**Instructions for the task:** Write the next part of the text on using your hands when speaking in public, starting right after its last sentence.

**Text shown:**

If you feel stressed about speaking in public, you are most likely to hold tension in your upper body. This tension can result in your shoulders creeping up towards your ears and your arms pinned tightly to your sides. Stiff arms result in jerky and awkward looking movements, and this can result in having your hands moving in front of your face. 

Aim to get comfortable when you speak in public. Reducing any nervousness and including a breath, vocal, and body warm-up is essential for your public speaking success. Focus on adequate breathing rather than shallow high breaths, and you can adopt a simple breathing pattern such as box breathing.

If you fear public speaking and would like help to get comfortable, consider working with an experienced public speaking coach.

#2 Move with purpose

When people are nervous, their hands often flit about and fidget. When they’re confident, they are either still or move with intent. 

When you observe a speaker, you may notice they use on particular gesture repeatedly, or they may use gestures that distract rather than enhance. 

Give your hands some thought as part of your preparation to aim for natural movements that don’t take people away from focusing on your message.  

One way to accomplish a stillness in your upper body is to clasp both hands together in a relaxed pyramid (thumbs lightly touching at the top and fingers at the bottom). Then rest your hands around waist height. The pyramid is one resting position for your hands. However, I recommend mixing it up a bit, so it’s not the only resting position you use.

The ideal position for your hands is somewhere between your waist and your shoulders.

When Bill Clinton began his career in politics, he often used expansive, large arm gestures. Body language experts said that these gestures came across as untrustworthy. His communication advisors told him to imagine a box in front of his torso and contain his hand movements within that area. The “Clinton box” became a popular term.

#3 Own your space

When we feel stressed, we tend to shrink and make ourselves small —rounding the shoulders and adopting closed postures. Your arms may gravitate to a folded position, and you may default to clenching your fists or clasping your hands. These outwardly visible movements are a giveaway that you are not feeling confident. 

According to the psychologist, Dr Russ Harris, author of The Confidence Gap, the actions of confidence come before the feelings of confidence. We get to choose what we do with our hands; it’s an action of confidence. Despite feeling uncomfortable, we can avoid wrapping our arms around us and instead adopt a more resourceful posture. 

You may like to try power posing, made popular by social scientist Amy Cuddy . Your mindset and how you show up with open postures may help you feel more confident. It takes practice. 

When you present in a larger space with a bigger audience, then aim to match your arm gestures with more expansive movements. Your audience won’t see small hand gestures from the back of the room. Don’t be afraid to take up the space you need. 

#4 Record and review

Video is an excellent tool for reviewing your performance. The recording will enable you to assess your body language for congruency and bring any unnecessary movements or areas to address. Ideally, record every presentation you give; even if you record a few minutes, it is helpful to observe how your body reacts to any stressful situation. Some movements that you see on camera, you are probably not aware that you are doing.

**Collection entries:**
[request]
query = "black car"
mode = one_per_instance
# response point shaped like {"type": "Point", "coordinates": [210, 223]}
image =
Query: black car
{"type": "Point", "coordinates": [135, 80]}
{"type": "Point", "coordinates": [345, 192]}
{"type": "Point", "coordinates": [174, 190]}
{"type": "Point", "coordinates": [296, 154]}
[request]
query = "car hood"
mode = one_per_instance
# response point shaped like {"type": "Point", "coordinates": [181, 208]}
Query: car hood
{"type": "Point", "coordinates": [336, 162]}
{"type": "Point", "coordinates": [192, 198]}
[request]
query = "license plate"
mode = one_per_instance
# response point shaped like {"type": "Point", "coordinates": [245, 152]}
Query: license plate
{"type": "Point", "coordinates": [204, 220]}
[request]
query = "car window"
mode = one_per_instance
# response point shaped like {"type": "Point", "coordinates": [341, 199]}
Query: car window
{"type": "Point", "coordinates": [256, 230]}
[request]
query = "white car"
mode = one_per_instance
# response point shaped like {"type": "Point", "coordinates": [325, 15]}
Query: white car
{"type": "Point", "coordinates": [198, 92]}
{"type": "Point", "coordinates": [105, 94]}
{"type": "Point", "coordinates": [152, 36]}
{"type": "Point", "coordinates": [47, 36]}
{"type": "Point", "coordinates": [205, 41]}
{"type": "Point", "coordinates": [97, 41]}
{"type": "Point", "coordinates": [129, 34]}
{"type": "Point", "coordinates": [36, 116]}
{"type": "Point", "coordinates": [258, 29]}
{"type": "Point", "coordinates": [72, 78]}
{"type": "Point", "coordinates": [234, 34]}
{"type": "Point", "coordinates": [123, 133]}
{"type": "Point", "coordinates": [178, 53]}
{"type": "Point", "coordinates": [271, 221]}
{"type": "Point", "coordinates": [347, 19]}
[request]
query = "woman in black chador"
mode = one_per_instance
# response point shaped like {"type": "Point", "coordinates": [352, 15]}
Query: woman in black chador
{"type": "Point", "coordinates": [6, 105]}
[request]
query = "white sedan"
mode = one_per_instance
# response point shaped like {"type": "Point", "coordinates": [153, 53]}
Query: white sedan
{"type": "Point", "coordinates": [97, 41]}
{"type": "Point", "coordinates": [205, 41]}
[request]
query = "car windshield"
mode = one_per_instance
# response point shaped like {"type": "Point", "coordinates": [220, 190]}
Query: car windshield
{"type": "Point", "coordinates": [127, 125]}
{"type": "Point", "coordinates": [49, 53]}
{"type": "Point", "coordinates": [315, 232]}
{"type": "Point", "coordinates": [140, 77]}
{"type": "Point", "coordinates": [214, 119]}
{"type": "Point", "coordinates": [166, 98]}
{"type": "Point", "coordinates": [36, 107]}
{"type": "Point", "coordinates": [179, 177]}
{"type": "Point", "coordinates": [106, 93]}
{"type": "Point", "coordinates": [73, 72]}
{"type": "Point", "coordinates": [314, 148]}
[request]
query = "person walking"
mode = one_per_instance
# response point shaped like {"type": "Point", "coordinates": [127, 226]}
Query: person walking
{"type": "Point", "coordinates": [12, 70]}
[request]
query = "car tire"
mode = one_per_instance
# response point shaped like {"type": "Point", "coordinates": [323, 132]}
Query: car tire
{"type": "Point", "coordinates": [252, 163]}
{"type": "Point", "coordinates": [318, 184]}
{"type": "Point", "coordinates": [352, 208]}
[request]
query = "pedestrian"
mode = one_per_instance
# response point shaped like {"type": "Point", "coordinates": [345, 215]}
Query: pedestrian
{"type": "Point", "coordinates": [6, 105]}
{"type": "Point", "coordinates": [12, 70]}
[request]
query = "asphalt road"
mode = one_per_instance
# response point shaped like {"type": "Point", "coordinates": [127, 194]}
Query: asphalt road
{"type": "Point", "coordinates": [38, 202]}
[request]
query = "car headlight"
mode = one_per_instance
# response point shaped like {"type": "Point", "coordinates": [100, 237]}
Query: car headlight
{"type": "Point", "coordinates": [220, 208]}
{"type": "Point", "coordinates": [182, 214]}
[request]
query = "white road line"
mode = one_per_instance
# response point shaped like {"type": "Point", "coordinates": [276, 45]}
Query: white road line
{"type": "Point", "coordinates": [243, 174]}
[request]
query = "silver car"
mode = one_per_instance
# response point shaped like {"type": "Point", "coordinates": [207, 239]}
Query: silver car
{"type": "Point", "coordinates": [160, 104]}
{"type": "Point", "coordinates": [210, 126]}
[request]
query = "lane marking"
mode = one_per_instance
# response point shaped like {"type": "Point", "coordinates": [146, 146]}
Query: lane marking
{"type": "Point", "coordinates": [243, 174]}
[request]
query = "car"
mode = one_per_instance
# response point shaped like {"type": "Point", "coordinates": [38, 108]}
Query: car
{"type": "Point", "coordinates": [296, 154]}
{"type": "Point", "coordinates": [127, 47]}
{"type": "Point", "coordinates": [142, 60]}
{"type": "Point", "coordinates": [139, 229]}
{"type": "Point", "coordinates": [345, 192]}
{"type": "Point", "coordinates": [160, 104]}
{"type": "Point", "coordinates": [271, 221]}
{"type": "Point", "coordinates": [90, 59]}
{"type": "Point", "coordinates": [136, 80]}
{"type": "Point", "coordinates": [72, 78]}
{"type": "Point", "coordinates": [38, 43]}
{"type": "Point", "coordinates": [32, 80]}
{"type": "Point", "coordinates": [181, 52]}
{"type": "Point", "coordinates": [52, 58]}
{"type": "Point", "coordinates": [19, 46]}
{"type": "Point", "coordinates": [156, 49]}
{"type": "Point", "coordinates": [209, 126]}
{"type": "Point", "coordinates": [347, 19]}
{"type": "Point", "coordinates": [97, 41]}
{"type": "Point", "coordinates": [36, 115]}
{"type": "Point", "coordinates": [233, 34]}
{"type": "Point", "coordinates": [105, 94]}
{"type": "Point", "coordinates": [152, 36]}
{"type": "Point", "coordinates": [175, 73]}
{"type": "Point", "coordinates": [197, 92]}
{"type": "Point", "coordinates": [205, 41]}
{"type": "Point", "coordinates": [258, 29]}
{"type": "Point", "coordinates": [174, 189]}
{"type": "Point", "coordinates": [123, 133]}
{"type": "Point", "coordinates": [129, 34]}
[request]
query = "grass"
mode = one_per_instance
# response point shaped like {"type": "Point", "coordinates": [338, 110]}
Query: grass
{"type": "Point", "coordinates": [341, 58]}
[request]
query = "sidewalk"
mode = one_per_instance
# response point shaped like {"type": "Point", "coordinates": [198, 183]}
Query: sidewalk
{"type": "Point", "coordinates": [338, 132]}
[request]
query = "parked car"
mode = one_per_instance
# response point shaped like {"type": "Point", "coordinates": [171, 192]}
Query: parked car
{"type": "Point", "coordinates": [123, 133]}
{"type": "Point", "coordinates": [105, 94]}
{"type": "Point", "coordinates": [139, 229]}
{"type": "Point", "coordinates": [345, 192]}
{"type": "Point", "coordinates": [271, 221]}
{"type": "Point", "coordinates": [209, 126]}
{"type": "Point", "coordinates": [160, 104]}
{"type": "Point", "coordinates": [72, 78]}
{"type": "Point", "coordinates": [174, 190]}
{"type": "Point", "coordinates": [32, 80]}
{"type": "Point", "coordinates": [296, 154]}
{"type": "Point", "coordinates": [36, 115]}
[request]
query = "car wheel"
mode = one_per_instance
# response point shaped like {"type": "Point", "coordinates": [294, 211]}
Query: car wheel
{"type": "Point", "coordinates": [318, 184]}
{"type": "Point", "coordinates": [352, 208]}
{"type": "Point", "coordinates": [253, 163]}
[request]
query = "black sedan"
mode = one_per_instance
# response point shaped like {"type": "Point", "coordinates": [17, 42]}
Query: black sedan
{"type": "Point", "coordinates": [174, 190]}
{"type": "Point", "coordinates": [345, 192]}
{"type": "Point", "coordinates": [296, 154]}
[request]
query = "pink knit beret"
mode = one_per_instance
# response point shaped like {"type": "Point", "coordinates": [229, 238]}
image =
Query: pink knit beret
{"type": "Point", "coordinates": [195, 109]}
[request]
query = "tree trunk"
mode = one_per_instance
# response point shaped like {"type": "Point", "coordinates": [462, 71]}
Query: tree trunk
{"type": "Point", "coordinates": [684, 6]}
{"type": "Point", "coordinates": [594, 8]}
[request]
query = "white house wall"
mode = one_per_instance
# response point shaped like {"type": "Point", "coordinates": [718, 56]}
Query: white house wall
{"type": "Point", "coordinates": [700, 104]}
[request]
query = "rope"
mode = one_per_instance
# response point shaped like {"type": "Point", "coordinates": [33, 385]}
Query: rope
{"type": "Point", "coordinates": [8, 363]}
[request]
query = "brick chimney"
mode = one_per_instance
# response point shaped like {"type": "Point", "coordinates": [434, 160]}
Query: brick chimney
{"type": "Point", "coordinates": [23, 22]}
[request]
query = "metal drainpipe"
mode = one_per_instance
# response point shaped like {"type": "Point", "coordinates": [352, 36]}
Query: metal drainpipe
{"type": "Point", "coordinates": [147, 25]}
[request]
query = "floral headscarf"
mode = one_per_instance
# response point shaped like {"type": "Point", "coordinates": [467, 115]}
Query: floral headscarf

**Final answer:**
When you review your video, consider the following,

  • Are my arm/hand movements smooth?
  • Do I have symmetry in my body, or am I using one arm/hand mainly?
  • Are my arm/hand movements supporting what I say, or are they distracting?
  • Are there any arm/hand movements that I repeatedly use?

Most importantly, aim for congruence so that your message and body language are aligned. 

#5 Consider your audience 

Knowing your audience is a vital part of presentation planning and delivery. When it comes to body language and hand gestures, some movements are taboo in some countries. 

The “Ok” sign is a familiar gesture to indicate a positive reaction, but in France, the symbol means “nil” or “worthless.” And, in Venezuela, Brazil, and Turkey, the gesture is offensive, especially to LGBTIQ+ people.

In summary, there is a lot to consider about your body language when learning to improve your public speaking. Aim to be as natural and authentic as you can. Develop your style and when you are setting out, try not to overthink. Record and review your talk so that you can observe and correct any stray or unwanted gestures. There are a number of articles in my blog series on non verbal communication that may interest you. Browse them here.


About Lisa Evans

Lisa Evans helps professionals to craft compelling business stories and become exceptional speakers. Lisa is a certified speaker coach, TEDx speaker coach, four times author, NLP practitioner, graphic recorder and visual storyteller, and improvisational actor.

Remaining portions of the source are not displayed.